- [TASK OBJECTIVE]
Quote the material below verbatim, line for line, changing nothing.

- [MATERIAL TO PROCESS]

— BEGIN —

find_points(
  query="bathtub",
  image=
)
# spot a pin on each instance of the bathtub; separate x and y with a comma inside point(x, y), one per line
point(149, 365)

— END —

- [THE RESPONSE]
find_points(
  query="bathtub",
  image=
)
# spot a pin on each instance of the bathtub; separate x and y with a comma inside point(x, y), one per line
point(149, 365)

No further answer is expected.